◆ TASK TO CARRY OUT:
The whole listing that follows should be printed again, unchanged.

◆ INFORMATION SUPPLIED:

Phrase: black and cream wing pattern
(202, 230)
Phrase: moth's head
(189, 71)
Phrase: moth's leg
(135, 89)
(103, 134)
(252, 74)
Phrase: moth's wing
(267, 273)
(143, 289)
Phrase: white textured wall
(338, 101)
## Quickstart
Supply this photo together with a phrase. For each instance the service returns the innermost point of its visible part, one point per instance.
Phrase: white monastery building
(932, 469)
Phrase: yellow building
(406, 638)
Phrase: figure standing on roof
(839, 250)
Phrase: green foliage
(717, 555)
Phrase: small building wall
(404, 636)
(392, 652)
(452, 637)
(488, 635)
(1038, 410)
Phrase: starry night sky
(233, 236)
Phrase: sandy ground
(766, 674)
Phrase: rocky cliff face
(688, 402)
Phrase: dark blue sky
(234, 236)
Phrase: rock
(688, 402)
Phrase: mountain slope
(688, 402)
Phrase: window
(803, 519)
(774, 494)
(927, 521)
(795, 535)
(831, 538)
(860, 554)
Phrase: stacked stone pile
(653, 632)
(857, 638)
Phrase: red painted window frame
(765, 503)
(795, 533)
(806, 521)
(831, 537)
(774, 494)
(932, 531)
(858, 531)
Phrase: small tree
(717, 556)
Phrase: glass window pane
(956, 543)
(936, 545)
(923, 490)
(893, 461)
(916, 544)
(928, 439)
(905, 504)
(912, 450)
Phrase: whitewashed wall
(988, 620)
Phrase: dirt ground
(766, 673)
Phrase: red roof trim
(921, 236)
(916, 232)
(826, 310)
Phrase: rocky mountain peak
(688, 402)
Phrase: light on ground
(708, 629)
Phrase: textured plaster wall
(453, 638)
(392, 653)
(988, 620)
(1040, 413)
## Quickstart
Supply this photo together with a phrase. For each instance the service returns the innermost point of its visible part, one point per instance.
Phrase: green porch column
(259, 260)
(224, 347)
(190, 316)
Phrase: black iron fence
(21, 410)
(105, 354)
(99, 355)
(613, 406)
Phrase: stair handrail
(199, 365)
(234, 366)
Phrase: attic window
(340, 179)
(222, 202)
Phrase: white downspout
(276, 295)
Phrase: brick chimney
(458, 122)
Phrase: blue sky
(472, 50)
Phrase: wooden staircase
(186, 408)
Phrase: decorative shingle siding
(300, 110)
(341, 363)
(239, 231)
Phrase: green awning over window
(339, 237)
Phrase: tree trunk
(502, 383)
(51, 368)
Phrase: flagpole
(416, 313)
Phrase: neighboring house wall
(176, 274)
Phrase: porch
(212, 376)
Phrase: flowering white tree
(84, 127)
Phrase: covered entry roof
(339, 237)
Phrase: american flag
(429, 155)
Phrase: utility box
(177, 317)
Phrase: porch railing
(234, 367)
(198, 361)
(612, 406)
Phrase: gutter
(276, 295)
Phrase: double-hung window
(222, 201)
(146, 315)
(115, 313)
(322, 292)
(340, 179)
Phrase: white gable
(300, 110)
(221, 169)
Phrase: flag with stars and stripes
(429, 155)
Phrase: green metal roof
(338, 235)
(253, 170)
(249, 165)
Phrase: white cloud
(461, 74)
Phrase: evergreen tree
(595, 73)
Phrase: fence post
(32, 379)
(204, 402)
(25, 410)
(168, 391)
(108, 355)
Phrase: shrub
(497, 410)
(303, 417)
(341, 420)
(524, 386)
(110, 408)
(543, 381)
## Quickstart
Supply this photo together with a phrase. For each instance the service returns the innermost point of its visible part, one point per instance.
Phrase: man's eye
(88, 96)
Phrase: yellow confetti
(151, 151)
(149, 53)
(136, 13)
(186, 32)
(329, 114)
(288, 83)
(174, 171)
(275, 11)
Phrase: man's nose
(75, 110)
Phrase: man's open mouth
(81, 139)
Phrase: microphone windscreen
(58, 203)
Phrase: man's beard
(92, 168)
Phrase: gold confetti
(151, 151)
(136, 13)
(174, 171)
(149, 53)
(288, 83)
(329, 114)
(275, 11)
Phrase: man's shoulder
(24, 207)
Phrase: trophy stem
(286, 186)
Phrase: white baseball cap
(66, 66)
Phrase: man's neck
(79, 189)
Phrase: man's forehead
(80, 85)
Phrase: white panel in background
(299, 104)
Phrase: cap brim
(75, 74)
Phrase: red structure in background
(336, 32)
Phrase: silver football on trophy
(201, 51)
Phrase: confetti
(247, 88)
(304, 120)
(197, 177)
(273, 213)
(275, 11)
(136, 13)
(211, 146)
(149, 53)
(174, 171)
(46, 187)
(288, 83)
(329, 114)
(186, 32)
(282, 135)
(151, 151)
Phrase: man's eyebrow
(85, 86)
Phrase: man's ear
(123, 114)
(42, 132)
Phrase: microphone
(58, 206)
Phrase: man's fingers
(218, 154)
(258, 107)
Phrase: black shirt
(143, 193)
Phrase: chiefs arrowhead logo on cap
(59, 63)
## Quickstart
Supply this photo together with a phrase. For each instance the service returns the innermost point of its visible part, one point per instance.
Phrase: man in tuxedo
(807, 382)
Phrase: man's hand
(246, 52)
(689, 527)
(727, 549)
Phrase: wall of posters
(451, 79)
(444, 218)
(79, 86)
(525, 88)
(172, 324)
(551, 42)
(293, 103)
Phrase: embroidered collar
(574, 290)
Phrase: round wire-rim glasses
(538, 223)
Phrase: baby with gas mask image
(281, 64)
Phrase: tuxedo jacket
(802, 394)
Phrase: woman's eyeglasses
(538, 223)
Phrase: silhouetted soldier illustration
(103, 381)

◆ RESULT:
Phrase: black and cream wing pattern
(202, 230)
Phrase: moth's head
(189, 71)
Phrase: moth's leg
(135, 89)
(103, 134)
(252, 74)
Phrase: moth's wing
(267, 273)
(143, 289)
Phrase: white textured wall
(338, 101)
## Quickstart
Supply this photo together with a phrase. For each instance the service returns the innermost point of its visible part, one point per instance.
Phrase: white monastery building
(932, 469)
Phrase: yellow building
(406, 638)
Phrase: figure standing on roof
(839, 250)
Phrase: green foliage
(717, 555)
Phrase: small building wall
(404, 636)
(392, 652)
(452, 637)
(488, 635)
(1038, 410)
Phrase: starry night sky
(233, 236)
Phrase: sandy ground
(766, 674)
Phrase: rocky cliff face
(688, 402)
Phrase: dark blue sky
(234, 236)
Phrase: rock
(688, 402)
Phrase: mountain slope
(688, 402)
Phrase: window
(803, 519)
(774, 494)
(927, 521)
(795, 535)
(831, 538)
(860, 554)
Phrase: stacked stone pile
(653, 632)
(857, 638)
Phrase: red painted window frame
(765, 503)
(795, 533)
(806, 521)
(831, 537)
(774, 494)
(932, 531)
(858, 531)
Phrase: small tree
(717, 556)
Phrase: glass window pane
(956, 543)
(936, 545)
(923, 490)
(893, 461)
(916, 544)
(928, 439)
(905, 504)
(912, 450)
Phrase: whitewashed wall
(988, 620)
Phrase: dirt ground
(766, 673)
Phrase: red roof trim
(921, 236)
(916, 232)
(826, 310)
Phrase: rocky mountain peak
(688, 402)
Phrase: light on ground
(708, 629)
Phrase: textured plaster wall
(453, 638)
(392, 653)
(988, 620)
(1040, 413)
## Quickstart
Supply this photo together with a phrase. For each instance the service returns the innermost point of its visible part, one point per instance.
Phrase: green porch column
(259, 260)
(224, 347)
(190, 316)
Phrase: black iron fence
(21, 410)
(105, 354)
(99, 355)
(613, 406)
Phrase: stair handrail
(199, 365)
(234, 366)
Phrase: attic window
(340, 179)
(222, 202)
Phrase: white downspout
(276, 295)
Phrase: brick chimney
(458, 122)
Phrase: blue sky
(472, 50)
Phrase: wooden staircase
(186, 408)
Phrase: decorative shingle siding
(300, 110)
(341, 363)
(239, 231)
Phrase: green awning over window
(339, 237)
Phrase: tree trunk
(502, 383)
(51, 368)
Phrase: flagpole
(416, 313)
Phrase: neighboring house wall
(176, 274)
Phrase: porch
(212, 376)
Phrase: flowering white tree
(84, 127)
Phrase: covered entry roof
(339, 237)
Phrase: american flag
(429, 155)
Phrase: utility box
(177, 317)
Phrase: porch railing
(234, 367)
(198, 361)
(612, 406)
Phrase: gutter
(276, 295)
Phrase: double-hung window
(222, 201)
(146, 315)
(115, 313)
(322, 292)
(340, 179)
Phrase: white gable
(300, 110)
(221, 169)
Phrase: flag with stars and stripes
(429, 155)
Phrase: green metal roof
(338, 235)
(253, 170)
(249, 165)
Phrase: white cloud
(461, 74)
Phrase: evergreen tree
(595, 73)
Phrase: fence post
(32, 379)
(204, 402)
(25, 410)
(168, 391)
(108, 355)
Phrase: shrub
(497, 410)
(303, 417)
(341, 420)
(524, 386)
(110, 408)
(543, 381)
## Quickstart
Supply this photo together with a phrase. For each instance the service returns the innermost point of its visible part, one point per instance.
Phrase: man's eye
(88, 96)
Phrase: yellow confetti
(151, 151)
(149, 53)
(136, 13)
(186, 32)
(329, 114)
(288, 83)
(174, 171)
(275, 11)
Phrase: man's nose
(75, 110)
Phrase: man's open mouth
(81, 139)
Phrase: microphone windscreen
(58, 203)
Phrase: man's beard
(92, 168)
Phrase: gold confetti
(151, 151)
(136, 13)
(174, 171)
(149, 53)
(288, 83)
(329, 114)
(275, 11)
Phrase: man's shoulder
(24, 207)
Phrase: trophy stem
(286, 186)
Phrase: white baseball cap
(66, 66)
Phrase: man's neck
(79, 189)
Phrase: man's forehead
(80, 85)
Phrase: white panel in background
(299, 104)
Phrase: cap brim
(75, 74)
Phrase: red structure in background
(336, 32)
Phrase: silver football on trophy
(201, 51)
Phrase: confetti
(247, 88)
(304, 120)
(197, 177)
(273, 213)
(275, 11)
(136, 13)
(211, 146)
(149, 53)
(174, 171)
(46, 187)
(288, 83)
(329, 114)
(186, 32)
(282, 135)
(151, 151)
Phrase: man's eyebrow
(85, 86)
Phrase: man's ear
(123, 114)
(42, 132)
Phrase: microphone
(58, 206)
Phrase: man's fingers
(218, 154)
(258, 107)
Phrase: black shirt
(143, 193)
Phrase: chiefs arrowhead logo on cap
(59, 63)
## Quickstart
Supply this photo together with a phrase. For each instance the service returns the innermost point of its visible part, one point per instance.
Phrase: man in tuxedo
(807, 382)
Phrase: man's hand
(246, 52)
(689, 527)
(727, 549)
Phrase: wall of posters
(451, 79)
(444, 218)
(79, 86)
(525, 88)
(172, 324)
(551, 42)
(293, 103)
Phrase: embroidered collar
(574, 290)
Phrase: round wire-rim glasses
(538, 223)
Phrase: baby with gas mask image
(281, 64)
Phrase: tuxedo jacket
(802, 394)
Phrase: woman's eyeglasses
(538, 223)
Phrase: silhouetted soldier illustration
(103, 381)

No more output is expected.